**Set task:** Pull out every line in the rows below that contains the string "baseball", copying each matching line in full. Matching is case-sensitive.

**Listing:**
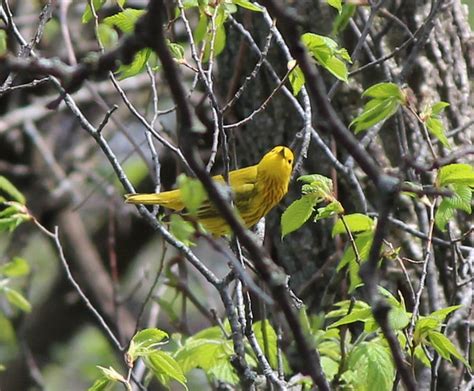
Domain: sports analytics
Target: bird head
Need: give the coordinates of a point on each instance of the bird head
(277, 163)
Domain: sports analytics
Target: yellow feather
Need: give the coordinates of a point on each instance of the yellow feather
(257, 189)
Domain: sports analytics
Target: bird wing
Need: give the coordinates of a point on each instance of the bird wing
(242, 182)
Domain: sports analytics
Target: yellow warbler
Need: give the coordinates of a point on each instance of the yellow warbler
(257, 189)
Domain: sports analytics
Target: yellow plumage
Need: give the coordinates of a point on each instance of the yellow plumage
(257, 189)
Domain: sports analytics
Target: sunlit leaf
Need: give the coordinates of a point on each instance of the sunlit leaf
(248, 5)
(297, 214)
(17, 267)
(125, 20)
(356, 222)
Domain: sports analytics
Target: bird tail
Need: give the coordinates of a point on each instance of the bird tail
(168, 199)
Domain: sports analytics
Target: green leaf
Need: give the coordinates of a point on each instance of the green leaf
(372, 365)
(17, 299)
(145, 342)
(192, 193)
(297, 80)
(333, 64)
(461, 199)
(444, 312)
(136, 66)
(363, 243)
(327, 53)
(330, 367)
(7, 187)
(457, 173)
(3, 42)
(124, 20)
(181, 229)
(337, 4)
(423, 326)
(375, 111)
(87, 15)
(357, 315)
(149, 337)
(297, 214)
(317, 184)
(101, 384)
(444, 213)
(437, 108)
(17, 267)
(201, 29)
(219, 43)
(356, 222)
(107, 35)
(165, 368)
(329, 210)
(445, 347)
(384, 90)
(342, 20)
(248, 5)
(266, 337)
(111, 374)
(436, 128)
(177, 51)
(10, 223)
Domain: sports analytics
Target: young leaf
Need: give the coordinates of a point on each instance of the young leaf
(329, 210)
(17, 299)
(145, 342)
(461, 199)
(337, 4)
(297, 214)
(327, 53)
(136, 66)
(375, 111)
(111, 374)
(342, 20)
(248, 5)
(384, 90)
(372, 364)
(125, 20)
(443, 215)
(356, 222)
(360, 315)
(423, 326)
(17, 267)
(444, 312)
(165, 368)
(458, 173)
(297, 79)
(101, 384)
(436, 128)
(10, 223)
(7, 187)
(438, 107)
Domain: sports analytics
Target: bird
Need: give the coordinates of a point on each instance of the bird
(256, 190)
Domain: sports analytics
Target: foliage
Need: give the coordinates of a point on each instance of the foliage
(327, 53)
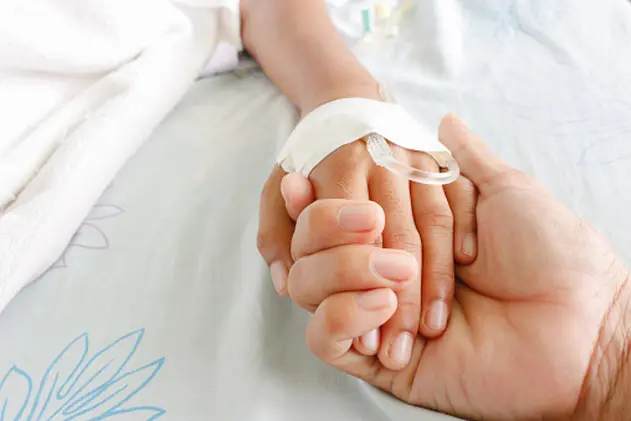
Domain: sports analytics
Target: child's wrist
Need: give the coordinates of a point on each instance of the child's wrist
(367, 88)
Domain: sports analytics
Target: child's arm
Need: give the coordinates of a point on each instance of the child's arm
(301, 51)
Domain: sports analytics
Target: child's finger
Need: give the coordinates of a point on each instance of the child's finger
(463, 198)
(435, 224)
(392, 192)
(345, 316)
(297, 192)
(332, 222)
(275, 231)
(368, 344)
(348, 268)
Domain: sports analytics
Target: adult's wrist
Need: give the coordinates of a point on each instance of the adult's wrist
(606, 393)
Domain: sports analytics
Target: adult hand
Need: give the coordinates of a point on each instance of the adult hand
(439, 228)
(529, 315)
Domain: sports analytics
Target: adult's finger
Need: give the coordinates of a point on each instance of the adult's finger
(297, 192)
(477, 162)
(435, 224)
(275, 231)
(345, 316)
(348, 268)
(332, 222)
(463, 197)
(392, 192)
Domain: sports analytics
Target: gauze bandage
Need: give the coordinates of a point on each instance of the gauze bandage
(344, 121)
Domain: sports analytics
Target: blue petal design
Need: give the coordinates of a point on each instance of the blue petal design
(12, 407)
(116, 393)
(75, 389)
(59, 379)
(134, 414)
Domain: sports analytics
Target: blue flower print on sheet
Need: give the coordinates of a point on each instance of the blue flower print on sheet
(82, 387)
(90, 236)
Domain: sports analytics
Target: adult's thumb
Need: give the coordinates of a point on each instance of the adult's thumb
(477, 162)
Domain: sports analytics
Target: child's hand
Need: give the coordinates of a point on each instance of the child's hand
(439, 229)
(533, 320)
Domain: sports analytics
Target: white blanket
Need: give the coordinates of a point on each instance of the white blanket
(82, 85)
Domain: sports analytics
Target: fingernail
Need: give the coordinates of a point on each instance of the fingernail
(401, 350)
(468, 245)
(393, 265)
(371, 340)
(283, 191)
(376, 300)
(436, 316)
(357, 218)
(279, 276)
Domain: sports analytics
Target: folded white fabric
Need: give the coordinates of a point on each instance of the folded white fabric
(82, 85)
(344, 121)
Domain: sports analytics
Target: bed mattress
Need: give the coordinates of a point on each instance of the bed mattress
(161, 306)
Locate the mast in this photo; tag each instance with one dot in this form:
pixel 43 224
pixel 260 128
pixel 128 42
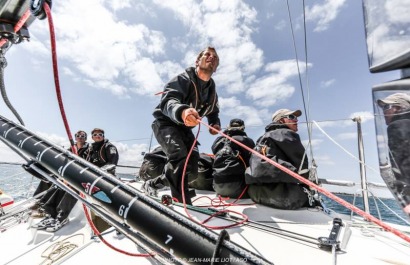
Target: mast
pixel 363 176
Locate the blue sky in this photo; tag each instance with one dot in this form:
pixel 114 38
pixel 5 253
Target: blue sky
pixel 115 55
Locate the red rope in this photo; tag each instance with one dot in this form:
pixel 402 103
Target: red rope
pixel 97 233
pixel 245 218
pixel 318 188
pixel 18 26
pixel 67 127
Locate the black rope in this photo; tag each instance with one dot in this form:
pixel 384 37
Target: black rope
pixel 216 255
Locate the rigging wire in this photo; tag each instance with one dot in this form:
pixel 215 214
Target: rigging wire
pixel 306 109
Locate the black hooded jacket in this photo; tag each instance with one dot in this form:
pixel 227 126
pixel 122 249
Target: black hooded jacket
pixel 398 132
pixel 184 91
pixel 231 160
pixel 283 146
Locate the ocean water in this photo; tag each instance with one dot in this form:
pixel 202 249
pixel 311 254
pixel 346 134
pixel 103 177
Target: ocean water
pixel 19 184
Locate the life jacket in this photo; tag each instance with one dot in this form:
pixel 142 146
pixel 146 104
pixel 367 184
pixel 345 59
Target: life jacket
pixel 153 164
pixel 204 178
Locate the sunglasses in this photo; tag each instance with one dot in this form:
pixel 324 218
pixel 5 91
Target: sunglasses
pixel 291 117
pixel 387 107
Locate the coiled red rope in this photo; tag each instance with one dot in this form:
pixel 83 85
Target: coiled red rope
pixel 67 127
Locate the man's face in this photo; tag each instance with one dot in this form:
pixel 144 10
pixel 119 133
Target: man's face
pixel 291 121
pixel 80 137
pixel 209 61
pixel 98 136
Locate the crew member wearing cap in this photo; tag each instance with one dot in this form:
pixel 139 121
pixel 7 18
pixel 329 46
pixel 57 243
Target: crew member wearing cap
pixel 231 161
pixel 102 152
pixel 396 110
pixel 269 185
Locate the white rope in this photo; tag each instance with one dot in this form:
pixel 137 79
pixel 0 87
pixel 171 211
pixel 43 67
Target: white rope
pixel 341 147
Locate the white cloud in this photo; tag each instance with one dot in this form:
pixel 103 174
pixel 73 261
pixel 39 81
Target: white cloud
pixel 233 108
pixel 324 14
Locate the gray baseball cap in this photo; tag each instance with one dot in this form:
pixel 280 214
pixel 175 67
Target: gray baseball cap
pixel 279 114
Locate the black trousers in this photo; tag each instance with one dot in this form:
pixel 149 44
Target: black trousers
pixel 176 142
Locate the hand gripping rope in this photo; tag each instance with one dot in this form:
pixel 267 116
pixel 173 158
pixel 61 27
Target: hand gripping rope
pixel 318 188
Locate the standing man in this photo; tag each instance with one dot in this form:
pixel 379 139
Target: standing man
pixel 186 98
pixel 396 110
pixel 268 184
pixel 103 154
pixel 231 161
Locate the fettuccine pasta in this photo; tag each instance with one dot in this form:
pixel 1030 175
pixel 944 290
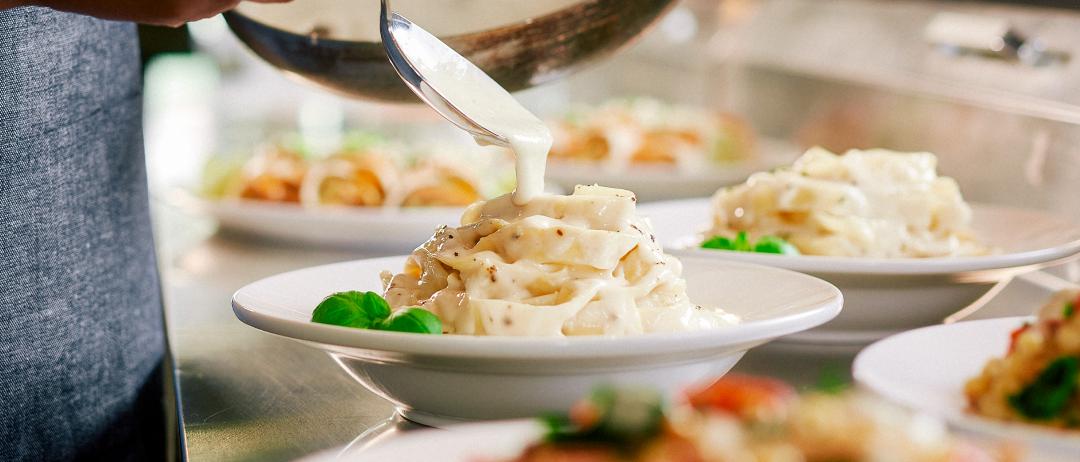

**Written solution:**
Locate the gray baseball cap in this photo; tag each instance with one dot in this form:
Target: gray baseball cap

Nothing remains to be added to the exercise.